— start Record extracts —

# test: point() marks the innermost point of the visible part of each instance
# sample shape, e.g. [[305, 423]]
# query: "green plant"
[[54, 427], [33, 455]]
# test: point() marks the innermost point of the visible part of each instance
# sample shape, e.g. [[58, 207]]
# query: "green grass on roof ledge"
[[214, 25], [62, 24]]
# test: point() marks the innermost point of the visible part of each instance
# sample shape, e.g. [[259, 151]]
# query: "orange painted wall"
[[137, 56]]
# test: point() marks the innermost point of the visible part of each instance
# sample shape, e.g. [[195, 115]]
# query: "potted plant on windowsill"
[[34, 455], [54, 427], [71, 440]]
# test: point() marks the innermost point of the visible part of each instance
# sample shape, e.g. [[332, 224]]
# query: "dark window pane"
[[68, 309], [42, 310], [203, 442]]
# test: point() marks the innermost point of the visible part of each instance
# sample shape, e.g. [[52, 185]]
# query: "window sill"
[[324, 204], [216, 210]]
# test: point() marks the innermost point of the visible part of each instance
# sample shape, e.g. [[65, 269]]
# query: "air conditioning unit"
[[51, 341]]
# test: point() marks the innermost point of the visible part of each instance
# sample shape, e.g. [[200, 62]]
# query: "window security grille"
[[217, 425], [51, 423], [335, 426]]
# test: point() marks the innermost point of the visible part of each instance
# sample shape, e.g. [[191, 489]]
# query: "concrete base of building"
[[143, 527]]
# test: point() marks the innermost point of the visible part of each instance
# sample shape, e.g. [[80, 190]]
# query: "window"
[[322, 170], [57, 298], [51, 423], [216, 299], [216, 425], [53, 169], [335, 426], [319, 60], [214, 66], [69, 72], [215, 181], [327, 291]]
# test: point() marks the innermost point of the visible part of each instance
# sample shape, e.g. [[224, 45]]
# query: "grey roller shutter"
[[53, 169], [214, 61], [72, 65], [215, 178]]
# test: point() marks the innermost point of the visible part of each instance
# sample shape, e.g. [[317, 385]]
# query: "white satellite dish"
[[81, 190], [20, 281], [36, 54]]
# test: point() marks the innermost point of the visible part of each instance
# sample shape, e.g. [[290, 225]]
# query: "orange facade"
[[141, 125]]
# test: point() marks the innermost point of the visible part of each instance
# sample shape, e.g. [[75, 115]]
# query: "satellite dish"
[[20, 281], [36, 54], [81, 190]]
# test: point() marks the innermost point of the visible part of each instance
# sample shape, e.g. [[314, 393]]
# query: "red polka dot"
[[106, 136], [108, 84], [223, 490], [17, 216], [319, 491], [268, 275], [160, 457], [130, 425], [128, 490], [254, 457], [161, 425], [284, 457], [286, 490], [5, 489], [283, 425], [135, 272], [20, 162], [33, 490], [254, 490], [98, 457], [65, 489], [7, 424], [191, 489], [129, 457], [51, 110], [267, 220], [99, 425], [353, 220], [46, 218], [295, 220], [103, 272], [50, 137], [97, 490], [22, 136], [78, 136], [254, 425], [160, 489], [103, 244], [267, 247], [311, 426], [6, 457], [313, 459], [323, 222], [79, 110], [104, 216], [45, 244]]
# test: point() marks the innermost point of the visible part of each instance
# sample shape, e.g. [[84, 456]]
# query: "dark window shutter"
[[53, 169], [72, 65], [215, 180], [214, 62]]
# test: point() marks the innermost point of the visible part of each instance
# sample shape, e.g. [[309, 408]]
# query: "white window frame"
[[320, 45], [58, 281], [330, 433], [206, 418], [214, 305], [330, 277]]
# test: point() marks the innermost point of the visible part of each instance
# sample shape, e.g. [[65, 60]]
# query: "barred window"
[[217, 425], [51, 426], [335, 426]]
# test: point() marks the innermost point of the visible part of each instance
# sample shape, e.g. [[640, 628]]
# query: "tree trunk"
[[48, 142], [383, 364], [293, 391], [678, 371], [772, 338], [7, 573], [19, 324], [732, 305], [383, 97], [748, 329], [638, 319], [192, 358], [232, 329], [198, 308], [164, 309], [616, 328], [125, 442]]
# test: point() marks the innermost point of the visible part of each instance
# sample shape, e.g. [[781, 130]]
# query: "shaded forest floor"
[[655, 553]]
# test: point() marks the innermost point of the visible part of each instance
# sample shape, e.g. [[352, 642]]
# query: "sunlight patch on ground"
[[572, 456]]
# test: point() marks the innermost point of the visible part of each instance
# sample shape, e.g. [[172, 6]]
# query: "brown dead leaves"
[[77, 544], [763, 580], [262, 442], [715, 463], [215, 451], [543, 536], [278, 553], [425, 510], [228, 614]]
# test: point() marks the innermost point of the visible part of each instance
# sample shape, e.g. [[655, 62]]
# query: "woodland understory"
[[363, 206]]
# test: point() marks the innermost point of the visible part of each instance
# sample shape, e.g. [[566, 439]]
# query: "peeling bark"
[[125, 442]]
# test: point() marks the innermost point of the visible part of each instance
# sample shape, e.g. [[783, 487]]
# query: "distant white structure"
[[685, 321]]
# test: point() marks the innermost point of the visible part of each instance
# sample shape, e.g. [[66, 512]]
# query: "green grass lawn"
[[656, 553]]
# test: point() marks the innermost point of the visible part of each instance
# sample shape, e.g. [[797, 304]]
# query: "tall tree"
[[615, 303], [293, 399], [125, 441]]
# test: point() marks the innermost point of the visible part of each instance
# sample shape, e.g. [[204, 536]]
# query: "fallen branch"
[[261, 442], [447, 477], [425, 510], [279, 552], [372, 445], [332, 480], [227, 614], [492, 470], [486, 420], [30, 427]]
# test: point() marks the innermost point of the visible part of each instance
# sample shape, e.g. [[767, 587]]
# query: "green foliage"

— end Record extracts —

Transcribe all the entries, keeping each one exactly as it is.

▶ **Expected answer**:
# test: point() marks the innermost point of the visible part of each instance
# sample shape, e.g. [[305, 423]]
# query: "green plant"
[[54, 427], [33, 455]]
# test: point() marks the innermost point of the visible part of each instance
# sample shape, e.g. [[58, 207]]
# query: "green grass on roof ledge"
[[214, 25], [62, 24]]
# test: point() marks the innermost point of the visible part of each instance
# sample shape, e.g. [[259, 151]]
# query: "orange painted wall"
[[137, 56]]
# test: point() marks the innermost point of the visible part of each instance
# sample shape, e.g. [[195, 115]]
# query: "potted plant on windowsill"
[[34, 455], [54, 427], [71, 440]]
# test: point() marks the innermost point of the visible part of each instance
# sample shape, e.g. [[332, 224]]
# query: "dark window pane"
[[68, 309], [42, 310], [203, 442]]
# test: point() marks the innermost point of the visible part of each instance
# sample shape, e.g. [[52, 185]]
# query: "window sill"
[[324, 204], [216, 210]]
# test: point() marks the innermost point of the visible part of each instance
# sample shape, e.g. [[65, 269]]
# query: "air conditioning unit"
[[51, 341]]
# test: point() marks the innermost point of the visible part of each instance
# sample shape, e.g. [[200, 62]]
# query: "window security grille"
[[217, 425], [51, 423], [335, 426]]
# test: point() marks the innermost point of the visible part of each instance
# sample shape, e.g. [[191, 489]]
# query: "concrete base of building"
[[143, 527]]
# test: point() marks the innermost point of the visible part of each instance
# sample shape, e.g. [[80, 190]]
# query: "window"
[[322, 170], [57, 298], [51, 423], [216, 299], [216, 425], [53, 169], [335, 426], [319, 60], [214, 66], [69, 72], [215, 181], [327, 291]]
# test: point() marks the innermost point of the visible part of each instance
# sample shape, e.g. [[224, 45]]
# query: "grey roller shutter"
[[53, 169], [214, 61], [72, 65], [215, 178]]
# test: point() marks the innermost point of the visible part of each instance
# sample shape, e.g. [[317, 385]]
# query: "white satellite dish"
[[81, 190], [20, 281], [36, 54]]
# test: point() marks the innermost point of the visible part of each instance
# sample shape, e.g. [[290, 225]]
# query: "orange facade"
[[141, 125]]
# test: point() marks the innermost point of the visible part of each instance
# sample shape, e.g. [[75, 115]]
# query: "satellite dish"
[[20, 281], [36, 54], [81, 190]]
# test: point() marks the innermost point of the visible part of each instance
# sample shape, e.g. [[314, 393]]
# query: "red polka dot"
[[106, 136], [108, 84], [223, 490], [17, 216], [319, 491], [268, 275], [160, 457], [130, 425], [128, 490], [254, 457], [161, 425], [284, 457], [286, 490], [5, 489], [283, 425], [135, 272], [20, 162], [33, 490], [254, 490], [98, 457], [65, 489], [7, 424], [191, 489], [129, 457], [51, 110], [267, 220], [99, 425], [353, 220], [46, 218], [295, 220], [103, 272], [50, 137], [97, 490], [22, 136], [78, 136], [254, 425], [160, 489], [103, 244], [267, 247], [311, 426], [6, 457], [313, 459], [323, 222], [79, 110], [104, 216], [45, 244]]
# test: point() marks the innermost point of the visible part of each instance
# sample shape, e.g. [[84, 456]]
# query: "dark window shutter"
[[53, 169], [72, 65], [215, 180], [214, 62]]
# test: point() marks the innermost point of the visible part of each instance
# sample shape, e.g. [[309, 408]]
# query: "white window frame"
[[320, 45], [58, 281], [330, 433], [206, 418], [214, 305], [330, 277]]
# test: point() marks the innermost point of the visible part of each instance
# sample shape, e.g. [[65, 60]]
# query: "barred window"
[[217, 425], [51, 426], [335, 426]]
# test: point() marks the innermost point of the visible part of each instance
# sample shape, e.g. [[640, 628]]
# query: "tree trunk"
[[48, 142], [383, 364], [293, 391], [678, 371], [772, 338], [7, 573], [19, 324], [732, 305], [383, 97], [748, 329], [638, 319], [192, 358], [232, 329], [198, 308], [164, 309], [616, 328], [125, 442]]
# test: point() marks the innermost point of the visible part of each instance
# sample shape, e.g. [[781, 130]]
# query: "shaded forest floor"
[[655, 553]]
# test: point() marks the innermost point of the visible part of each instance
# sample shape, e.g. [[352, 642]]
# query: "sunlight patch on ground"
[[572, 456]]
# test: point() marks the innermost point of the visible part of each instance
# sample shape, e.g. [[172, 6]]
# query: "brown dead leaves"
[[77, 544], [763, 580], [262, 442], [715, 463], [215, 451], [543, 536], [278, 553], [425, 510], [228, 614]]
# test: point() marks the innermost point of the visible part of each instance
# sample shape, e.g. [[655, 62]]
# query: "woodland understory"
[[363, 206]]
# test: point() marks the innermost point of the visible part of each instance
# sample shape, e.g. [[566, 439]]
# query: "peeling bark"
[[125, 442]]
# test: point() marks the innermost point of the visible part of each instance
# sample shape, e.g. [[783, 487]]
# query: "distant white structure"
[[685, 321]]
# test: point() marks the innermost point of the visible part of each instance
# sample shape, e.g. [[66, 512]]
# query: "green grass lawn"
[[656, 553]]
# test: point() marks the innermost point of the visible part of each instance
# sample shape, e.g. [[797, 304]]
# query: "tall tree"
[[615, 303], [293, 399], [125, 441]]
# test: point() marks the innermost point of the visible part of each instance
# sample shape, e.g. [[204, 536]]
# query: "fallen branch"
[[261, 442], [447, 477], [425, 510], [279, 552], [372, 445], [332, 480], [227, 614], [492, 470], [486, 420], [30, 427]]
# test: point() marks the innermost point of the visible part of each instance
# sample shape, e.g. [[767, 587]]
# query: "green foliage"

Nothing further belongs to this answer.